▸ **Petunjuk Pengerjaan**
(a) Menurut teks tentang Kerajaan Siang, siapa tokoh dari Semenanjung Melayu yang diangkat Penguasa Gowa menjadi Raja Siang IX?
(b) Tuliskan lanjutan teks tentang Kerajaan Siang, dimulai setelah kalimat terakhirnya.

▸ **Teks Bacaan**

Bahkan salah seorang tokoh dari Semenanjung Melayu sempat diangkat
Penguasa Gowa menjadi Raja di Siang, yaitu Ince Wangkang sebagai Raja
Siang IX paska Siang menjadi vasal Gowa, menggantikan Karaeng Kaluarrang
dari Labakkang.

Antara kampung Lempangan dan Paccelang, Kampung Tujua terdapat makam
Raja Siang II Paska Siang menjadi Kerajaan Taklukan Gowa, yang bernama
Johor atau Johoro’ (Mappasoro’). Johor atau Johoro’ ini merupakan
sahabat baik Aru Palakka, yang pernah sama-sama La Tenritata ke Pariaman
(Sumatera Barat) pada Abad XVII. Letaknya makamnya, Di Ponrok, yaitu
ditengah-tengah hamparan persawahan antara Paccelang dan Baru-baru.

▸ **Daftar Baris**
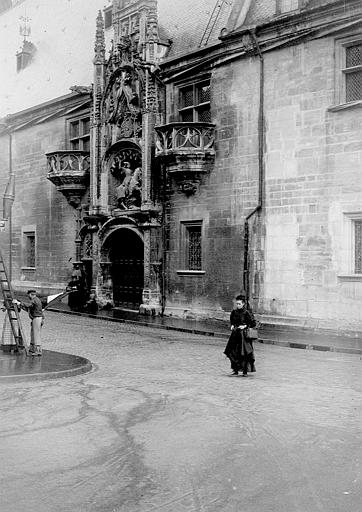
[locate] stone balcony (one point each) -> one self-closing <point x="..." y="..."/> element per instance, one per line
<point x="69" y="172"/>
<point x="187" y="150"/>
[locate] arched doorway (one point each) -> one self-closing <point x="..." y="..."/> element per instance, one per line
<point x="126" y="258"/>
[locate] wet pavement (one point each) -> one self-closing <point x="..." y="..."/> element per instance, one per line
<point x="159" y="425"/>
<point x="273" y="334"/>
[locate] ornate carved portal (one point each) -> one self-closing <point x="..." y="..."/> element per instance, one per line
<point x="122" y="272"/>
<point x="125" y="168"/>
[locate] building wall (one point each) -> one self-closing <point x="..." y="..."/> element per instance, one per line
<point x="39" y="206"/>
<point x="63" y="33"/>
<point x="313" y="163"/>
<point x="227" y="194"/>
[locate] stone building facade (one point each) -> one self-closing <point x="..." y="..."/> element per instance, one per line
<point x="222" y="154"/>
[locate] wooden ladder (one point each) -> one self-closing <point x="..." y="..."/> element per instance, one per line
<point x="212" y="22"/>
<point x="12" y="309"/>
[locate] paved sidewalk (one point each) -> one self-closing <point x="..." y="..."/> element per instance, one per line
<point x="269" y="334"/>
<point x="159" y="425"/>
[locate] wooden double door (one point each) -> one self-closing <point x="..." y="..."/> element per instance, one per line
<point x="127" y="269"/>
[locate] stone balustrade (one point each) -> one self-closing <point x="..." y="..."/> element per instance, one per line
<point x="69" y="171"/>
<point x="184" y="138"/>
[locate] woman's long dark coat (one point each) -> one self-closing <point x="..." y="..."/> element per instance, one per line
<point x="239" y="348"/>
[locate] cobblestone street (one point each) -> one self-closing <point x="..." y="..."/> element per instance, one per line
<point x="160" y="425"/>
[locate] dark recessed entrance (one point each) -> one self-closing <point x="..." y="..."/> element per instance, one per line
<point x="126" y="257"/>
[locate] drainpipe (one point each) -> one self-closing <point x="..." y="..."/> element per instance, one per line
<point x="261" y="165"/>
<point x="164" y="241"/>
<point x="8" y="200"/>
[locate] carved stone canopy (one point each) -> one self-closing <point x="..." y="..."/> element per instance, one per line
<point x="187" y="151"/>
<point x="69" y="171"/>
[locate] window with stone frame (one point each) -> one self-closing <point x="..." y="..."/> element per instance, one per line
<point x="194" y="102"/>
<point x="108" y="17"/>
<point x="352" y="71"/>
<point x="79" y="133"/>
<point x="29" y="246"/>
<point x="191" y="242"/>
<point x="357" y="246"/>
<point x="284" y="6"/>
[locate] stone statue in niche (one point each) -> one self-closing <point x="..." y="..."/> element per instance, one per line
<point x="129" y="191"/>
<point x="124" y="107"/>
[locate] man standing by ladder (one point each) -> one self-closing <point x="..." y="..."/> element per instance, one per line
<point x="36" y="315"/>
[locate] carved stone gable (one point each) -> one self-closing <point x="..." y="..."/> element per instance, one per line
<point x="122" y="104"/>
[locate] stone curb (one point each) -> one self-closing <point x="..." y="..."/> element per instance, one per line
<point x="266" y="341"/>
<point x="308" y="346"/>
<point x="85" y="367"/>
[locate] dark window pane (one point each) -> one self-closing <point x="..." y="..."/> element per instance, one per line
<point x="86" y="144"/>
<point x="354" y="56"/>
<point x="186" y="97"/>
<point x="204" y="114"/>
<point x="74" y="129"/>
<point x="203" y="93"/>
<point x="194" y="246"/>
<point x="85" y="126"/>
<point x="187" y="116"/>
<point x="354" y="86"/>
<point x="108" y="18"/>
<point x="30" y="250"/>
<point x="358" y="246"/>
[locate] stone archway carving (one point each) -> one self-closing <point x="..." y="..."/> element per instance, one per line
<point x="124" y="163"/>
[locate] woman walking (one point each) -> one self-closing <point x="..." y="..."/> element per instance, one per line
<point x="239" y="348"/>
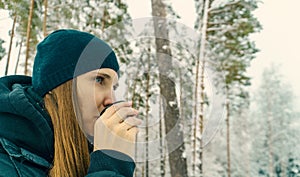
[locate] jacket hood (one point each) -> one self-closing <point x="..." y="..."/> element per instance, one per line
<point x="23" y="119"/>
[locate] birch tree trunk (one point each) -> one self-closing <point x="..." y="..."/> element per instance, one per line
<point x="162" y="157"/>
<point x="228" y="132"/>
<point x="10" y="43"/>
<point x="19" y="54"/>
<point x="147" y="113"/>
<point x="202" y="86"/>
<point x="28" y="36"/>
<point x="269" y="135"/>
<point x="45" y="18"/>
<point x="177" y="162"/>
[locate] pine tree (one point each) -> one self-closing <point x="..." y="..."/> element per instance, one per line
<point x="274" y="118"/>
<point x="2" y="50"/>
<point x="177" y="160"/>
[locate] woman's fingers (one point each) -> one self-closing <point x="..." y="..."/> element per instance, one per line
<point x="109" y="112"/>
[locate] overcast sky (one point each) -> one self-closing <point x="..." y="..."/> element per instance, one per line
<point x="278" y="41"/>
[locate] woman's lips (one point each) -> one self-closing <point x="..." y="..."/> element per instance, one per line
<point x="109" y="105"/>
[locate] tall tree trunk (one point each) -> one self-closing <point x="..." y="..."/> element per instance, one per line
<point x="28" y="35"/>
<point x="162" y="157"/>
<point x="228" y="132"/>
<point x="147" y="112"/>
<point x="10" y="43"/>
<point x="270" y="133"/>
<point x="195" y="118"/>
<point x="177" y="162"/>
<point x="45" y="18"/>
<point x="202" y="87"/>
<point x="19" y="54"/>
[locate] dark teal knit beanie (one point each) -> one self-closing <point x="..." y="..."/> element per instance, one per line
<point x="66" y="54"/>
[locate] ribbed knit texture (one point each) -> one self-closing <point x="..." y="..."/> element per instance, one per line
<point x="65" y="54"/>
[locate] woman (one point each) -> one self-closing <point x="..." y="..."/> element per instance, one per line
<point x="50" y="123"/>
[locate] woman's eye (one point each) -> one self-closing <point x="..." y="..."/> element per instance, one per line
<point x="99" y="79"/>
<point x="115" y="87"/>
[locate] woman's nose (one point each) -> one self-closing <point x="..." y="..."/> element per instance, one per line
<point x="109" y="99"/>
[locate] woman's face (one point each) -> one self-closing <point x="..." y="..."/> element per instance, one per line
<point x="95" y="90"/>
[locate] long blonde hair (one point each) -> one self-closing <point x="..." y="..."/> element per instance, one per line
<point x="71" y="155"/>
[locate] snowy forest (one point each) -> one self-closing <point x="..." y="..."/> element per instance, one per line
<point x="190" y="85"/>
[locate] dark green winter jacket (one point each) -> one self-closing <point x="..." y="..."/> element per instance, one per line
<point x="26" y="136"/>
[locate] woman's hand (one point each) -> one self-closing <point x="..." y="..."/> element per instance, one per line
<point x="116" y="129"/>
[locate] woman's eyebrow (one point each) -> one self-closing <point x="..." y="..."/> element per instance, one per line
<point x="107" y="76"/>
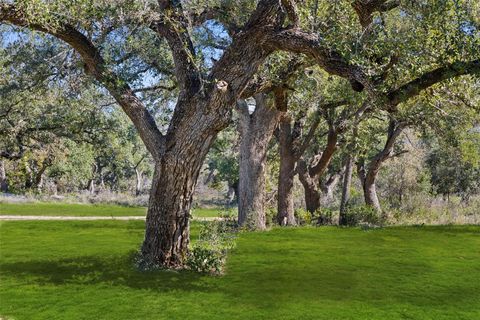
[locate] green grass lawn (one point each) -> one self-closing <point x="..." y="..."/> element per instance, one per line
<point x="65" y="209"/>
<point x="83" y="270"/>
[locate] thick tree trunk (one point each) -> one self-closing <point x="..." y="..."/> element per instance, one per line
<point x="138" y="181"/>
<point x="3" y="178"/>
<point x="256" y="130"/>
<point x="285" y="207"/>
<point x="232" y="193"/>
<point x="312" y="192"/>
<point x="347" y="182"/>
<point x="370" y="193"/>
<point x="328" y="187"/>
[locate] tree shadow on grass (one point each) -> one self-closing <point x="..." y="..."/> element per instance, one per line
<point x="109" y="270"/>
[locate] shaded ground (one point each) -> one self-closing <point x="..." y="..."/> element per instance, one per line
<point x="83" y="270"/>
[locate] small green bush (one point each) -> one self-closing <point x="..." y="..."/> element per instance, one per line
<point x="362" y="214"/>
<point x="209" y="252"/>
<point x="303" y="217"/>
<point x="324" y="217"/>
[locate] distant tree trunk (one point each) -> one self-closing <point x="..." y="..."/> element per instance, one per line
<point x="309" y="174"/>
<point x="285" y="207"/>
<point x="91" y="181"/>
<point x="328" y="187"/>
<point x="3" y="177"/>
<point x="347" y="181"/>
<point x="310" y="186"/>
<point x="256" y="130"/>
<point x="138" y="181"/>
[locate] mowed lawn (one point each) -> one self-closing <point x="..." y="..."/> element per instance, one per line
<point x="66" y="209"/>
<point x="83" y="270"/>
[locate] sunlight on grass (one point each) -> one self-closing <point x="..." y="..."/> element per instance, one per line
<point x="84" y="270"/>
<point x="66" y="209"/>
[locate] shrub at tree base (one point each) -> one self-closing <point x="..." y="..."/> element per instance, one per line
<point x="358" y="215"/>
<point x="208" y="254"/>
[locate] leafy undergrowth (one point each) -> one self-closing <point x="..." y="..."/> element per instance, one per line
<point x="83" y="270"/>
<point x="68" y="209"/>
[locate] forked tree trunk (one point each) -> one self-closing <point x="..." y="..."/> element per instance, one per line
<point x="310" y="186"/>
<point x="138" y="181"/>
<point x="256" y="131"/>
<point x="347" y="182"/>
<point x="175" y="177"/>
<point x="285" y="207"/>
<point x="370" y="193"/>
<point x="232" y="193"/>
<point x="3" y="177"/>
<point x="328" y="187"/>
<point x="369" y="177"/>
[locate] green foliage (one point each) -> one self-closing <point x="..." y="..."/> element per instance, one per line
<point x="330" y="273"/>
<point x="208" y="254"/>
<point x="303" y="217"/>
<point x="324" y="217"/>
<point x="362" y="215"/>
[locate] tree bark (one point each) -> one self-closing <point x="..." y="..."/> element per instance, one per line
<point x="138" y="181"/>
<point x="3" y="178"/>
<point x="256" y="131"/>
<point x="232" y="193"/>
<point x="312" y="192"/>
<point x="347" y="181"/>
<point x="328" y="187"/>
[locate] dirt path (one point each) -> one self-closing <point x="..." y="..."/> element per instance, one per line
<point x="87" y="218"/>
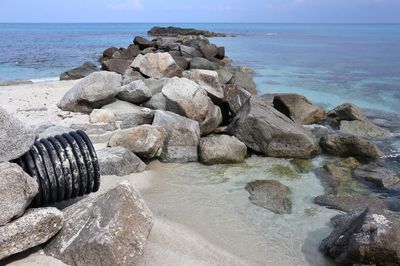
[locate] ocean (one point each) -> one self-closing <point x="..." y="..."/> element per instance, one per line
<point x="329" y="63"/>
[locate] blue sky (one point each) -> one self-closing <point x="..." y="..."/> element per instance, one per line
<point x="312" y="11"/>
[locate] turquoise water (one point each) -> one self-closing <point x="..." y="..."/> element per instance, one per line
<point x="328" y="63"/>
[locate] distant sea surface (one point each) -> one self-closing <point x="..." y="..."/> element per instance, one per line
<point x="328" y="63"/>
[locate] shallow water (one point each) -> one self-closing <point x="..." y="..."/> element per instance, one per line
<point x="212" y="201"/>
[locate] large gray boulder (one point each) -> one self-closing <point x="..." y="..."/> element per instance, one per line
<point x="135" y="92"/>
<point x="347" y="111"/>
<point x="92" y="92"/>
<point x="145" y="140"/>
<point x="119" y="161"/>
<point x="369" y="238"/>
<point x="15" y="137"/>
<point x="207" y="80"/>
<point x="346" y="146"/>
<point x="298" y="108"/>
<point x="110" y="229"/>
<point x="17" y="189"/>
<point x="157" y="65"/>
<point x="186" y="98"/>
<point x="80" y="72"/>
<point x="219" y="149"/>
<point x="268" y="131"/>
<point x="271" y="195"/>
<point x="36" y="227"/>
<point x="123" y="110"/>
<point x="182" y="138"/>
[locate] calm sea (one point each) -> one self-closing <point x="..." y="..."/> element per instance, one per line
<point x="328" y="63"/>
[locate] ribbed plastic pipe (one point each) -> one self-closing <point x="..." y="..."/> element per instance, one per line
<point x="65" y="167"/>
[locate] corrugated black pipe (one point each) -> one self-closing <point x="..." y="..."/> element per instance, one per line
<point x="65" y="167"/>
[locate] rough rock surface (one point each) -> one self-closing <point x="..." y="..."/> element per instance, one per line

▸ **Jawaban Tiap Tugas**
(a) Ince Wangkang

(b)
Gelar anumertanya Johoro, Karaeng Siang Matinroe ri Ponrok. Sampai
sekarang makamnya masih banyak dikunjungi, baik oleh warga sekitar
maupun pendatang, bukan cuma sekedar ziarah, tapi juga meminta berkah
dalam pekerjaan dan jodoh atau untuk kepentingan lain.

Hingga pertengahan Abad XV, para pedagang melayu Islam bukan saja telah
menyebar hampir ke seluruh kepulauan Indonesia, termasuk wilayah barat
jazirah Sulawesi Selatan, tetapi secara sosial bahkan telah muncul
menjadi agen perubahan sejarah (agent of history change) yang penting.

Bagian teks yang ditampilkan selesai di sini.